### [Task brief]
Pull out each line of the records below that contains the word "every". Case counts.

### [Information given]
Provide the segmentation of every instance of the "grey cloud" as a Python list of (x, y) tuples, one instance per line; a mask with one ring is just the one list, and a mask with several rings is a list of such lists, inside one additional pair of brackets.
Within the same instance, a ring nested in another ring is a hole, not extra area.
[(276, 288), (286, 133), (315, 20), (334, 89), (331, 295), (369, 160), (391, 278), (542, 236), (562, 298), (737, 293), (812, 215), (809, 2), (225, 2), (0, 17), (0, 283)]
==
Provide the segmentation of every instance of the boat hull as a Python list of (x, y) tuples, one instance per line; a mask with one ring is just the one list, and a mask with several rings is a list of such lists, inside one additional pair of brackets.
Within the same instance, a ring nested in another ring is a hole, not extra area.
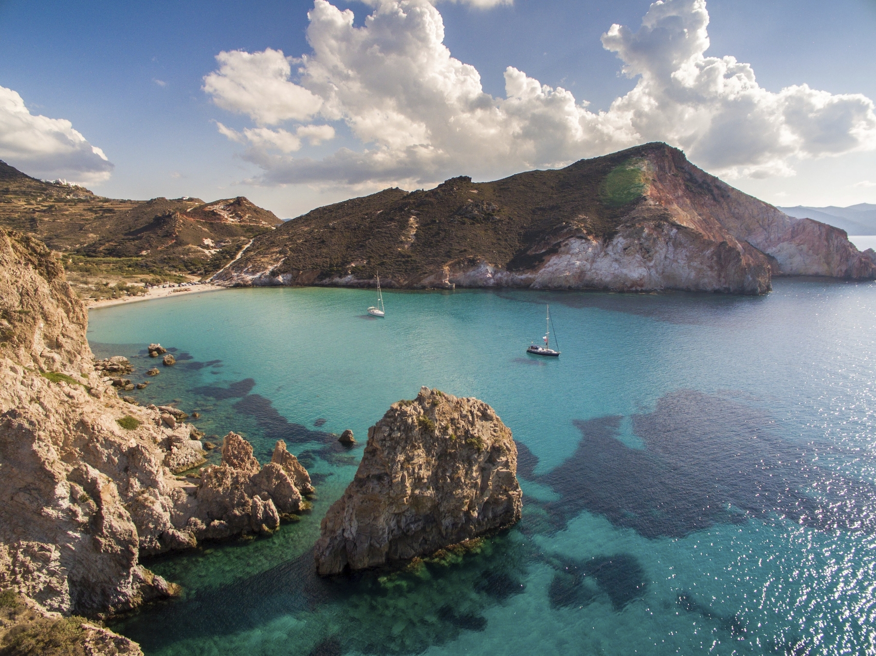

### [Expected answer]
Provide the segmentation of every instance of the "grey cloud" as a Python list of (x, y) tuples, one instance per line; a mask with one ring is just the one list, and a mask with several rings is a list of such lists, inside one additional pair of brackets.
Provide the segmentation of every instance of the boat hull as a Python list of (x, y) tuples, one instance per line; a mask with one ring is just the one list, and a mask with several rings is a list of such lists, inside one additional pair of brackets.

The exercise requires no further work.